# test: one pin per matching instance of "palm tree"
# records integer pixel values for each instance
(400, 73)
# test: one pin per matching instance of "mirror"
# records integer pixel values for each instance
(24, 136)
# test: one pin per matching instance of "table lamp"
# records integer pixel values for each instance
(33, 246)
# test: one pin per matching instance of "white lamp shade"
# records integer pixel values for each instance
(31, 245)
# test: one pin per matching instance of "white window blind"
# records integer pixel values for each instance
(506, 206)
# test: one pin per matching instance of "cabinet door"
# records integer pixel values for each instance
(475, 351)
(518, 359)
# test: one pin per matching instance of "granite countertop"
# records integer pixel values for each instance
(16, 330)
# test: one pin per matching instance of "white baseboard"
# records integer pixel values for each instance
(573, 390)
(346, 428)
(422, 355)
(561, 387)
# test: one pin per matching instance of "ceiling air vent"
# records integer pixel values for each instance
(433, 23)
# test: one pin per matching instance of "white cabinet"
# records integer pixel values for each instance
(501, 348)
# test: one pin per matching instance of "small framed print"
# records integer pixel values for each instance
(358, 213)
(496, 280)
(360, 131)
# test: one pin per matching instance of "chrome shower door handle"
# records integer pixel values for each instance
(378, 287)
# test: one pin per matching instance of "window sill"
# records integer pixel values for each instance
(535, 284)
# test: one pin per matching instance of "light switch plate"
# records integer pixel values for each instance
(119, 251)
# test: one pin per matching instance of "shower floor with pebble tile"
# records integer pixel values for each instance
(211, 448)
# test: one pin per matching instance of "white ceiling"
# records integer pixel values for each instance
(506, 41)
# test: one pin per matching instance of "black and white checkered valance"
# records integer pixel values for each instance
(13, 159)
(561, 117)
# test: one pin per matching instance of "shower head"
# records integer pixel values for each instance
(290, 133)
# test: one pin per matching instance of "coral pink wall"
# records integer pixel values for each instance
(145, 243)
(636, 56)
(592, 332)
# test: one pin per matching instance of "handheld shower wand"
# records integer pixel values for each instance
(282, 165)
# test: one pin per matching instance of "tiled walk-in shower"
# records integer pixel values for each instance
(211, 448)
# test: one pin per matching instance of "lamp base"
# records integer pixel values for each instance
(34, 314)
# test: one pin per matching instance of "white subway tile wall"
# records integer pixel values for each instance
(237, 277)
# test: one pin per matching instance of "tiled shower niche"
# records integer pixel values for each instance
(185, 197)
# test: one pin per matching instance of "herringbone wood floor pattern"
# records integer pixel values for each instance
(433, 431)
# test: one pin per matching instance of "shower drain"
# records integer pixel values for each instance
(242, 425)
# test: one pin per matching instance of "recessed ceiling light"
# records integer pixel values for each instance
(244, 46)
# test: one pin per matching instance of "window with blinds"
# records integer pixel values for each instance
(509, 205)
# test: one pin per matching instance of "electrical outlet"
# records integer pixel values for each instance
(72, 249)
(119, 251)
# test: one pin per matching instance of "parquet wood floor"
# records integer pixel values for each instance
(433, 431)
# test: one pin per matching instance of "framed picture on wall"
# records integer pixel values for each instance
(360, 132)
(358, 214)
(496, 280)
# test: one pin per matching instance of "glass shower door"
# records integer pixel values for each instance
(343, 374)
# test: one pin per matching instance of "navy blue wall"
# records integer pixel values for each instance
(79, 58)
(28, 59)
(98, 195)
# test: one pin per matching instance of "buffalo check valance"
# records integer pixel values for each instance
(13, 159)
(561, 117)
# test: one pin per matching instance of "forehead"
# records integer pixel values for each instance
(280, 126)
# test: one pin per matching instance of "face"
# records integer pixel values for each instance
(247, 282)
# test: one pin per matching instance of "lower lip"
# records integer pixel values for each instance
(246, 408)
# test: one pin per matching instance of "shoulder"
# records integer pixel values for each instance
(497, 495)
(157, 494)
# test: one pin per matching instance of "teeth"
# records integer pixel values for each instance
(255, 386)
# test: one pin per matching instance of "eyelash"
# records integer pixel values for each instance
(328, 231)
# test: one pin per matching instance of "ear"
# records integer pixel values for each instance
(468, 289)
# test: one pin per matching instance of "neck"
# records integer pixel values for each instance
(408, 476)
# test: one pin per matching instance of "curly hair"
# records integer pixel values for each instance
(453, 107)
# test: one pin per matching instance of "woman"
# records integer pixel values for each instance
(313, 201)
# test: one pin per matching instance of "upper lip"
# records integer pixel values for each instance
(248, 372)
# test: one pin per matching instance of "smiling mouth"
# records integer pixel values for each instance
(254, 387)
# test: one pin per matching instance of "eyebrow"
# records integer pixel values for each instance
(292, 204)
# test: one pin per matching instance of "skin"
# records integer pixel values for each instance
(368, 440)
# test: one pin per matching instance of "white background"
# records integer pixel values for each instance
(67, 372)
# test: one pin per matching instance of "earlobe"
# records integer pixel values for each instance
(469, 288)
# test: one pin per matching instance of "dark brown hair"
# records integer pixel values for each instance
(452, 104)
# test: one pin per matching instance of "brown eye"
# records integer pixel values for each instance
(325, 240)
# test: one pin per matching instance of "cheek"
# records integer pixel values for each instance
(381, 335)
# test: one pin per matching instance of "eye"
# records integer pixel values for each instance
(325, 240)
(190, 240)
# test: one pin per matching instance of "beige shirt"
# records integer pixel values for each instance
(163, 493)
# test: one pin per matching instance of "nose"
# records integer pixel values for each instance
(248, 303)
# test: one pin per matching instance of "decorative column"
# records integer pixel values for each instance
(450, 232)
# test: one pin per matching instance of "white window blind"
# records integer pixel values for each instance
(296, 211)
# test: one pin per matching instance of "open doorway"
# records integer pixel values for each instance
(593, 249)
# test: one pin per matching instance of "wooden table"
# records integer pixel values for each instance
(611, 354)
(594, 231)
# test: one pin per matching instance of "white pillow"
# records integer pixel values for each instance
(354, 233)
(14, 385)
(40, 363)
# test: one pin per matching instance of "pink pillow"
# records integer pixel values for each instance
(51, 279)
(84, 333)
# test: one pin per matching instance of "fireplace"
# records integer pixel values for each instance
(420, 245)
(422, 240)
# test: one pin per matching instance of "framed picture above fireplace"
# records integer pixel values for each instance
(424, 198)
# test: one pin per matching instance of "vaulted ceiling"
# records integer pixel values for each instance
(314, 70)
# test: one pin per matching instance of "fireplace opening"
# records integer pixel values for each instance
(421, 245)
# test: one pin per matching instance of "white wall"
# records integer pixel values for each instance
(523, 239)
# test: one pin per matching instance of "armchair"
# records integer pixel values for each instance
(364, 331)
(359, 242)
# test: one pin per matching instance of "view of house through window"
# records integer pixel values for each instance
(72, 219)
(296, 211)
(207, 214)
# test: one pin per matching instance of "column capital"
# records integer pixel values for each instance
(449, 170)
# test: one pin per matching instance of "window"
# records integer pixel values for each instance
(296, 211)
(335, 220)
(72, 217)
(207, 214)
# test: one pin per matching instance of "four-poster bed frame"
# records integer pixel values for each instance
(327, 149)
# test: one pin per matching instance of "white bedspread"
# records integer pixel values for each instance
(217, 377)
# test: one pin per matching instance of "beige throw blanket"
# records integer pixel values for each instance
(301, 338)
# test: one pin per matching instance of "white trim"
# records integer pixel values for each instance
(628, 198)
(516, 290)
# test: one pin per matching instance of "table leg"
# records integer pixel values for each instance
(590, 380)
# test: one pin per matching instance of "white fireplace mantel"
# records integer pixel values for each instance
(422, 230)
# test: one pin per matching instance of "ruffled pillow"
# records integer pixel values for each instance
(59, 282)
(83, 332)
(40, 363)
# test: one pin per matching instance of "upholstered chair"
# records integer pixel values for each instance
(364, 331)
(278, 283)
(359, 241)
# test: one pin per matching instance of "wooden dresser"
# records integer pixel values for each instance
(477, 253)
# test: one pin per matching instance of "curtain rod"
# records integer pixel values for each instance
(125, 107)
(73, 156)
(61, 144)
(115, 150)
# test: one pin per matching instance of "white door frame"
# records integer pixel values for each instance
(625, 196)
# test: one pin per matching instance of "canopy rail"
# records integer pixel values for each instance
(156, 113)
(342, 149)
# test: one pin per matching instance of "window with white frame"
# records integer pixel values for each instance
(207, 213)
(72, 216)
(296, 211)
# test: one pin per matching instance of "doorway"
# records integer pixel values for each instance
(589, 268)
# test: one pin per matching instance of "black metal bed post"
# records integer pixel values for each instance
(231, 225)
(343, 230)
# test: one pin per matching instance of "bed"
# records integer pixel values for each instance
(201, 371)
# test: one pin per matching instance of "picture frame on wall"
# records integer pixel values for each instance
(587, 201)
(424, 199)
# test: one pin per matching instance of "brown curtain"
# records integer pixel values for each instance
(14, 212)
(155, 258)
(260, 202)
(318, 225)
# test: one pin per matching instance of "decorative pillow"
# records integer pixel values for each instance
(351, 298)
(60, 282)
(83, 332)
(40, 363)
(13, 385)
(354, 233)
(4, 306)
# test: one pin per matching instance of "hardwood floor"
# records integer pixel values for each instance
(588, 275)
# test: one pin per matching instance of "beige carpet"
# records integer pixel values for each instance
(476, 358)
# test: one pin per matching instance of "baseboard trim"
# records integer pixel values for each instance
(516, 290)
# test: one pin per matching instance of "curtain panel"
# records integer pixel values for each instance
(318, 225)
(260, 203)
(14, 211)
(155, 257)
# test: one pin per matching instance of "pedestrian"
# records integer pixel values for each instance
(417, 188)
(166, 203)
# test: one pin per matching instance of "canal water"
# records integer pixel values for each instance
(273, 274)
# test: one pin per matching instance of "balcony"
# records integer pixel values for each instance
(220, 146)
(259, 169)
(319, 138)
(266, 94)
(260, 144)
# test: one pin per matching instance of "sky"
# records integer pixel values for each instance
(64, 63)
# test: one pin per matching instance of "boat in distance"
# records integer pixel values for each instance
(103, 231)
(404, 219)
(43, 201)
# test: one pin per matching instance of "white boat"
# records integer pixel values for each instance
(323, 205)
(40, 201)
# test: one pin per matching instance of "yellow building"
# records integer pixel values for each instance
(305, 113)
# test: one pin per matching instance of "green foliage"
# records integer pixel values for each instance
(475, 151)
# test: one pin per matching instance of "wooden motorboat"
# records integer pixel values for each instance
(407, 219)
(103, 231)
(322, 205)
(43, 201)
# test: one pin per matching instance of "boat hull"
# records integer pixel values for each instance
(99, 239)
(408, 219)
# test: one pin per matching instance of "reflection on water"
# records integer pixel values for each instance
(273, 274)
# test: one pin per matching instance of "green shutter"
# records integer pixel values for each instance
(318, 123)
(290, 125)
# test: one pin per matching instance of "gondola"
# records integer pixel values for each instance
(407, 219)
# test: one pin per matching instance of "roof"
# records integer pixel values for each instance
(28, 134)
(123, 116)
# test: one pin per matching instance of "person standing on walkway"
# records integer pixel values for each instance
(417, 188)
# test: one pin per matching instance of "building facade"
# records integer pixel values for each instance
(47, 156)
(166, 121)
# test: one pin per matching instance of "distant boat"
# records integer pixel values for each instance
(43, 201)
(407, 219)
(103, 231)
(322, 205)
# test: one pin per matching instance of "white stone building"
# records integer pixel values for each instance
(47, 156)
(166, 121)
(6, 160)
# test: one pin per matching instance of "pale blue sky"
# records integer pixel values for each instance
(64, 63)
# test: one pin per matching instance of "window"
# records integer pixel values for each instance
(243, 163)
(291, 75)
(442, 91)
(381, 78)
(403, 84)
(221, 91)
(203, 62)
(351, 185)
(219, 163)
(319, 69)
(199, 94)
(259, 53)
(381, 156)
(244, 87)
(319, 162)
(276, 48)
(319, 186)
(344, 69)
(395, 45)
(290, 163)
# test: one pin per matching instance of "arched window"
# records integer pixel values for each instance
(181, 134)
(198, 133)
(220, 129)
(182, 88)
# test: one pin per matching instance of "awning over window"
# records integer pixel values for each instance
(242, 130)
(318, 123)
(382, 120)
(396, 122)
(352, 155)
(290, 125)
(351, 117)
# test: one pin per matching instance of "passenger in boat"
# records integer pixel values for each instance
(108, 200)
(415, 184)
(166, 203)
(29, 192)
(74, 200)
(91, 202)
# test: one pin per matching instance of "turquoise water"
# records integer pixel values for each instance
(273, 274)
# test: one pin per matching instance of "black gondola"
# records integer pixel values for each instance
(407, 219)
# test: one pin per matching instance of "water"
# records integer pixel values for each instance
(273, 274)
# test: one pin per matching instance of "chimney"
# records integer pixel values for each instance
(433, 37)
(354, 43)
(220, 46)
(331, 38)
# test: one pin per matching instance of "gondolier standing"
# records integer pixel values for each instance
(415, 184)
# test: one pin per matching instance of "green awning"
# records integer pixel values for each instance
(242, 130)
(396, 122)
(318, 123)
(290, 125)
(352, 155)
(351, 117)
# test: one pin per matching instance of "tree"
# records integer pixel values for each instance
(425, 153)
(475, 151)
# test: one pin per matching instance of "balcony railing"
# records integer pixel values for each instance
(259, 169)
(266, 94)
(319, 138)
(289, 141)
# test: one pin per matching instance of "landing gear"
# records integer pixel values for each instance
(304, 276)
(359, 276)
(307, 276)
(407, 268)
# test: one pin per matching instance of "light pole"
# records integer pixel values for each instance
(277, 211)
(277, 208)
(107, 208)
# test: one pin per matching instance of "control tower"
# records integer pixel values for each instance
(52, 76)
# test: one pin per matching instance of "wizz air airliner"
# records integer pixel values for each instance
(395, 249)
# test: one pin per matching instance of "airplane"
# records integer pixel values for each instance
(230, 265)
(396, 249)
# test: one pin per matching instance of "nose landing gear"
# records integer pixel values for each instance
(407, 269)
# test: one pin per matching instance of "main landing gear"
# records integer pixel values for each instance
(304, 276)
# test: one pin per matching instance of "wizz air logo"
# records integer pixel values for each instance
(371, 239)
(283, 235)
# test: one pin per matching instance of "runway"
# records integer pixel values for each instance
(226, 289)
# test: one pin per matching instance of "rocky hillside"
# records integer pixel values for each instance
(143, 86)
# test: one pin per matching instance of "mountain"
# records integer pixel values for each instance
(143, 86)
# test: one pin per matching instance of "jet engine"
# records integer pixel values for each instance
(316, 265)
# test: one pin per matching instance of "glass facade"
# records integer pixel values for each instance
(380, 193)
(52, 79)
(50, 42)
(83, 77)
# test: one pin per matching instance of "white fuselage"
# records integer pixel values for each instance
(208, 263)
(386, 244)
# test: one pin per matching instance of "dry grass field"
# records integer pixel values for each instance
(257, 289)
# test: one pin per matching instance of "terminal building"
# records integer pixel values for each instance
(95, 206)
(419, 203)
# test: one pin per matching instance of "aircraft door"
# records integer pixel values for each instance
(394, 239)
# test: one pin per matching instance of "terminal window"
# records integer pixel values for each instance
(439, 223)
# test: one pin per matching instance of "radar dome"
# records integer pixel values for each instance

┄┄┄┄┄┄

Goal
Pick out each line of the data above that contains the word "beige" and list those lines. Matching is case-sensitive.

Result of this exercise
# test: one pin per matching instance of "beige shirt"
# test: one pin per matching instance of "beige throw blanket"
# test: one pin per matching instance of "beige carpet"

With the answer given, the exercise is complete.